## INSTRUCTIONS TO FOLLOW
Look below for the line containing "the white roof". Output it and each remaining line of the entries exactly, and nothing else.

[begin DATA SHOWN]

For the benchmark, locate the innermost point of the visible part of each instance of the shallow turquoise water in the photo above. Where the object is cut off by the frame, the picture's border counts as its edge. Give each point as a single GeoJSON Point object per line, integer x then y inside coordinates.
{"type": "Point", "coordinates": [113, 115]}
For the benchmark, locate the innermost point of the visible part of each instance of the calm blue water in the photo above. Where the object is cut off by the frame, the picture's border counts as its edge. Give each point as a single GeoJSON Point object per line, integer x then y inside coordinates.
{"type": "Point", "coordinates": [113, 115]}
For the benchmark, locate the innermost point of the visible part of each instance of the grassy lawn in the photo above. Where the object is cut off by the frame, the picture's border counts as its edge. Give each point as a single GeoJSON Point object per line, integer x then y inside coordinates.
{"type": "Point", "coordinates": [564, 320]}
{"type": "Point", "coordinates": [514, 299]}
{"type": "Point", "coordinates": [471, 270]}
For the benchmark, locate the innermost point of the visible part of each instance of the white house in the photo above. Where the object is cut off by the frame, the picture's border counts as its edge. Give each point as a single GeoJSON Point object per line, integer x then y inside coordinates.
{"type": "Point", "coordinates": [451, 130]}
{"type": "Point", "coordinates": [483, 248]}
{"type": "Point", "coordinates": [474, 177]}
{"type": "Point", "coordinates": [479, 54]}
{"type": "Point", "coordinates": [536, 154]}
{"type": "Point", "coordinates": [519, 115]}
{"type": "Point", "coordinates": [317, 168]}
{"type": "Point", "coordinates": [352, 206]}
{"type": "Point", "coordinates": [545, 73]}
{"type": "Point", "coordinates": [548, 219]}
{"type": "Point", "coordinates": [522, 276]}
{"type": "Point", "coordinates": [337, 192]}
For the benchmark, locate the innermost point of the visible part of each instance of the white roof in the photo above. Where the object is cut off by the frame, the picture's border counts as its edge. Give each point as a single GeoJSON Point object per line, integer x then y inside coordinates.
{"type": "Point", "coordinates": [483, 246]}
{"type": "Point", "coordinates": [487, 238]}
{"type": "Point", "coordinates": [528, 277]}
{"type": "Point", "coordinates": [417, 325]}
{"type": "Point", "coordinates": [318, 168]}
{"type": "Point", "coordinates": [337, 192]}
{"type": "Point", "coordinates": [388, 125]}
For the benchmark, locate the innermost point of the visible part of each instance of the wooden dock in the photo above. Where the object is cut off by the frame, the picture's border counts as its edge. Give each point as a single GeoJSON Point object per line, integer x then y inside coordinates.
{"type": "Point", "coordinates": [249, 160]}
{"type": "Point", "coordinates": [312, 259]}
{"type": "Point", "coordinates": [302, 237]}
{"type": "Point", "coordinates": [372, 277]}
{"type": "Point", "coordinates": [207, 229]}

[end DATA SHOWN]

## TASK OUTPUT
For the benchmark, locate the innermost point of the visible part of each instance of the white roof in the photo above. Where the object is cut off by the frame, the picture's border counts as its edge. Give each point as a single GeoJSON Point object per line, integer x then y inside coordinates.
{"type": "Point", "coordinates": [483, 246]}
{"type": "Point", "coordinates": [487, 238]}
{"type": "Point", "coordinates": [528, 277]}
{"type": "Point", "coordinates": [417, 325]}
{"type": "Point", "coordinates": [318, 168]}
{"type": "Point", "coordinates": [337, 192]}
{"type": "Point", "coordinates": [388, 125]}
For the benchmark, locate the innermost point of the visible part of each instance of the wooden dock in the photo above. Where the object is cut off by the frame, the picture's border counts as its edge. Give each point as a single GeoJSON Point object per line, integer x then y inside coordinates.
{"type": "Point", "coordinates": [249, 160]}
{"type": "Point", "coordinates": [312, 259]}
{"type": "Point", "coordinates": [302, 237]}
{"type": "Point", "coordinates": [372, 277]}
{"type": "Point", "coordinates": [207, 229]}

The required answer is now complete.